[Excerpted text]
At least the following Perl modules need to be installed:

JSON
- libjson-perl (deb), perl-JSON (rpm)
JSON::XS (approx 100 times faster parsing compared to pure-perl JSON)
- libjson-xs-perl (deb), perl-JSON-XS (rpm)
Schedule::Cron (optional, allows for crontab style specification of deletion queue processinginterval)
- libschedule-cron-perl (deb), perl-Schedule-Cron (rpm)
Filesys::Df
- libfilesys-df-perl (deb), perl-Filesys-Df (rpm)

A recent version of the IBM Storage Protect (TSM) client is recommended, as of this writing v8.1.11 or later, due to commit 796a02a and IBM APAR IT33143.

Installation and Configuration

All dCache tape pools needs both the ENDIT dCache plugin and the ENDIT daemons installed.

If needed, more verbose instructions are available in the NeIC wiki at https://wiki.neic.no/wiki/DCache_TSM_interface

TSM (IBM Storage Protect)

Setup TSM so that the user running dCache can dsmc archive and dsmc retrieve files. If you want to have several pool-nodes talking to tape, we recommend setting up a TSM proxy node that you can share across machines using dsmc -asnode=NODENAME. Due to recent changes in TSM client authentication we strongly recommend not using a machine-global TSM node, but instead creating a dedicated TSM node for each dCache runtime user. See the IBM documentation re non-root usage for the recommended setup.

[Contour labeling items]
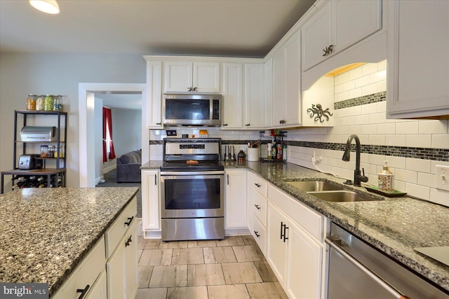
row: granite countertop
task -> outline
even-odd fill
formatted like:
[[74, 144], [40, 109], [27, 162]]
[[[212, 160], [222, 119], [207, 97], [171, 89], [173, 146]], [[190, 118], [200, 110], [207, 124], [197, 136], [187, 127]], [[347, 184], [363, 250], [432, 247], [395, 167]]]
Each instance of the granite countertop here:
[[61, 286], [137, 188], [26, 188], [0, 195], [0, 282]]
[[[152, 161], [142, 169], [159, 169]], [[346, 181], [288, 162], [222, 162], [225, 169], [249, 169], [387, 256], [449, 291], [449, 266], [413, 250], [415, 247], [449, 246], [449, 208], [408, 197], [386, 197]], [[383, 200], [330, 202], [314, 197], [286, 183], [322, 180]]]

[Stated goal 1]
From the excerpt on ENDIT installation requirements, write out the stretch from "TSM (IBM Storage" through "the recommended setup.", keeping every word and character unchanged.
[Stated goal 2]
Extend the ENDIT installation and configuration text past its final sentence, keeping the same subject and style.
The material above is not required for anything asked here.

[Task result 1]
TSM (IBM Storage Protect)

Setup TSM so that the user running dCache can dsmc archive and dsmc retrieve files. If you want to have several pool-nodes talking to tape, we recommend setting up a TSM proxy node that you can share across machines using dsmc -asnode=NODENAME. Due to recent changes in TSM client authentication we strongly recommend not using a machine-global TSM node, but instead creating a dedicated TSM node for each dCache runtime user. See the IBM documentation re non-root usage for the recommended setup.

[Task result 2]
A dCache hsminstance typically maps into a dedicated TSM proxy node. With a proxy node you can have multiple read and write pool nodes to the same data in TSM. Different TSM nodes need to have different hsminstances.

The common ENDIT-optimized TSM storage hierarchy setup is to have a dedicated domain for each proxy node and define a tape storage pool as the archive copygroup destination. Since tsmarchiver.pl batches archive operations into larger chunks there is limited benefit of spooling data to disk on the TSM server before moving it to tape.

For each TSM node defined on your TSM server, ensure that the following options are correct for your environment:

MAXNUMMP - Increase to the sum of concurrent/parallel dsmc archive and dsmc retrieve sessions plus some margin to avoid errors when tapes are concurrently being mounted/dismounted.
SPLITLARGEObjects - set to No to optimize for tape.

On your TSM client machine (ie. dCache pool machine), ensure that you have set the appropriate tuning options for optimizing performance in a tape environment, see the IBM documentation on Using high performance tape drives for further details. It is also recommended to define the out directory as a separate file system in TSM using the VirtualMountPoint configuration option.

Typical dsm.sys excerpt:

TXNBYTELIMIT      10G
VIRTUALMountpoint /grid/pool/out

We also recommend disabling ACL support as this is file system specific (as in you can't restore files to a different file system type) thus having it enabled makes it hard to change the setup in the future.

Typical dsm.opt excerpt:

SKIPACL YES

If the machine is running scheduled TSM backups you want to exclude the pool filesystem(s) from the backup.

Typical system include-exclude file excerpt:

exclude.dir     /grid/pool*/.../*
exclude.fs      /grid/pool*/.../*

dCache

The ENDIT dCache plugin needs to be installed on the pool.

To get good store performance the dCache pool must be tuned for continuous flushing.

To get any efficiency in retrieves, you need to allow a large number of concurrent restores and have a long timeout for them.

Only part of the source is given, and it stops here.